> _Source material_:
☆ ☆ ☆ ☆ ☆
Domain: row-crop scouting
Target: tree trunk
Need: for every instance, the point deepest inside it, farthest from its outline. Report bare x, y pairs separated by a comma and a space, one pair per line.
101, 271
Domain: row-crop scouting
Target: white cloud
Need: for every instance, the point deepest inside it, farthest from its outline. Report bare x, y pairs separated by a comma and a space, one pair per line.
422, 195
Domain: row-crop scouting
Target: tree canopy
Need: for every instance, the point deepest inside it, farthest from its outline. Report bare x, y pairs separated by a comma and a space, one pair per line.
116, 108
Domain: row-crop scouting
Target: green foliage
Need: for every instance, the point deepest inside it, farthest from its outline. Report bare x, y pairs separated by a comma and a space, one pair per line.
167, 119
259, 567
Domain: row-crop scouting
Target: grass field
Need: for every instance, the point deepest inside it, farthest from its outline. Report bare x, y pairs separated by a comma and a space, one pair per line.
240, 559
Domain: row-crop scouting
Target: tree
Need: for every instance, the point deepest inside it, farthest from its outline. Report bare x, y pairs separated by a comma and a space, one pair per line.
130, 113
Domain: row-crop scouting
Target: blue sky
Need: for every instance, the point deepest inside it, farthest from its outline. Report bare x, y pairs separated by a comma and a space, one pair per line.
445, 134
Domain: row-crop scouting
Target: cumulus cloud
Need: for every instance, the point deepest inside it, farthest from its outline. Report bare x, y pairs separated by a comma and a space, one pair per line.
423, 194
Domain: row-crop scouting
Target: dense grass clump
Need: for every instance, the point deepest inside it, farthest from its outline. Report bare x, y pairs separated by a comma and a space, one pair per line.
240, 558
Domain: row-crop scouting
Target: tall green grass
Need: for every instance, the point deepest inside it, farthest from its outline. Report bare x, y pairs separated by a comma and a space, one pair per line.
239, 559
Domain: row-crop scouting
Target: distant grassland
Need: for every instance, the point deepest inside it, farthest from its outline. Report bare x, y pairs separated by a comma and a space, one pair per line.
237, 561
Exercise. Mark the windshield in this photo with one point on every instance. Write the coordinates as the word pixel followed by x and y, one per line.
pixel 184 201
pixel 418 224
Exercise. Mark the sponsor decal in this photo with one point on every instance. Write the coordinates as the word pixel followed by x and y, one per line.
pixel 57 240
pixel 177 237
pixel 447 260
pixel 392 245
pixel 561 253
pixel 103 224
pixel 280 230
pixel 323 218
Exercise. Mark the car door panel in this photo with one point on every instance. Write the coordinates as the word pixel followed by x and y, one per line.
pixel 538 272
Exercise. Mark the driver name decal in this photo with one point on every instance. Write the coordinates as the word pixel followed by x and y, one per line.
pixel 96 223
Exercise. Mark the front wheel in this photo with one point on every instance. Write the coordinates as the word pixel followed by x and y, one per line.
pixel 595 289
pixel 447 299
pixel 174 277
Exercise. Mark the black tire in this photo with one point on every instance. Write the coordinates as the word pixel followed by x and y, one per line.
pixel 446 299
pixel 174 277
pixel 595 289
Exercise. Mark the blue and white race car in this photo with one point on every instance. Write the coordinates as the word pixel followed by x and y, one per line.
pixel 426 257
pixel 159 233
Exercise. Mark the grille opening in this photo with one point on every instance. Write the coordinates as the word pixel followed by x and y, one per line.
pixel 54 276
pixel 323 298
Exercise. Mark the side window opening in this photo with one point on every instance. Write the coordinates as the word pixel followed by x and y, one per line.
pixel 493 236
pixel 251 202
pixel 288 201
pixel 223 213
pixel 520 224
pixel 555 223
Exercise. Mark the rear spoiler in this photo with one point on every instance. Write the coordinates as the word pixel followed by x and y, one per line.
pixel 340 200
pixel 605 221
☆ ☆ ☆ ☆ ☆
What is needed here is an exact reproduction of all the entries.

Domain: row-crop scouting
Target: tree trunk
Need: for every instance, the point deepest inside it, farthest from its outline. Report bare x, y pairs separated by a comma and a space, one pair per line.
101, 271
Domain: row-crop scouting
Target: white cloud
Need: for every instance, the point deepest inside it, farthest from its outline. Report bare x, y pairs separated by a comma and a space, one pair per line.
422, 195
Domain: row-crop scouting
Target: tree canopy
Need: for every instance, the point deepest inside it, farthest from its outline. Report bare x, y pairs separated by a comma and a space, one pair per line.
116, 108
Domain: row-crop scouting
Target: green foliage
Need: for every instance, the point deepest inside it, farthest from its outline. Report bare x, y pairs separated by a comma and a space, one pair per line.
167, 119
259, 567
Domain: row-crop scouting
Target: grass field
Need: for every instance, the point deepest inside it, farthest from its outline. Report bare x, y pairs separated by a comma and a space, one pair per line.
240, 559
Domain: row-crop scouting
Target: tree
Need: for every instance, the point deepest inside it, farthest from its outline. Report bare x, y pairs separated by a comma and a space, one pair per line.
130, 113
Domain: row-crop scouting
Target: blue sky
Need: for every instance, the point deepest inside it, farthest from its outline. Report bare x, y pairs separated by a comma and a space, one pair per line.
445, 134
Domain: row-crop scouting
Target: cumulus cloud
Need: for every instance, the point deepest inside it, farthest from its outline. Report bare x, y pairs separated by a comma and a space, one pair per line.
423, 194
Domain: row-crop scouting
Target: dense grass clump
Need: for every instance, the point deepest inside it, farthest from its outline. Report bare x, y pairs separated by a comma and a space, one pair per line.
240, 558
Domain: row-crop scouting
Target: tall green grass
Need: for every instance, the point deepest inside it, farthest from its outline. Report bare x, y pairs separated by a comma and a space, one pair per line.
239, 559
Domain: row-crop scouting
Target: distant grassland
Need: for every instance, the point deepest inside it, farthest from its outline. Report bare x, y pairs separated by a comma and a space, one pair per line.
237, 561
Exercise. Mark the windshield in this photo with one point on every instance. Write the coordinates as the word pixel followed by x and y, one per line.
pixel 184 201
pixel 418 224
Exercise. Mark the sponsor decal in this photo with one point on every instance. Write the coordinates as the word pixel followed by x and y, one per line.
pixel 57 240
pixel 177 237
pixel 447 260
pixel 392 245
pixel 561 253
pixel 103 224
pixel 280 230
pixel 323 218
Exercise. Mark the car door panel in this photo with one point on every instance. Write the coordinates as the word pixel followed by x and y, one per line.
pixel 538 272
Exercise. Mark the driver name decal in this photo with one point on every instance. Write the coordinates as the word pixel followed by x and y, one per line.
pixel 96 223
Exercise. Mark the front wheel in this photo with one point on every instance. Write the coordinates as the word pixel followed by x and y, one per line.
pixel 595 289
pixel 447 299
pixel 174 277
Exercise. Mark the black tire in this photo with one point on every instance. Write the coordinates as the word pixel followed by x and y, one per line.
pixel 446 299
pixel 174 277
pixel 595 289
Exercise. Mark the blue and white race car in this photo with one point on every instance. Write the coordinates as the word pixel followed by x and y, one per line.
pixel 426 257
pixel 159 233
Exercise. Mark the grille opening in this photo with one point on every instance. Write the coordinates as the word pixel followed by x and y, one per line.
pixel 54 276
pixel 323 298
Exercise. Mark the side window opening in this photo with one point on every instance. Write the coordinates as the word pixel followed by x and y, one per line.
pixel 493 236
pixel 251 202
pixel 288 201
pixel 223 213
pixel 520 224
pixel 555 223
Exercise. Mark the rear spoiler in this photo with one point on every instance. Write the coordinates as the word pixel followed by x and y, one per line.
pixel 340 200
pixel 605 221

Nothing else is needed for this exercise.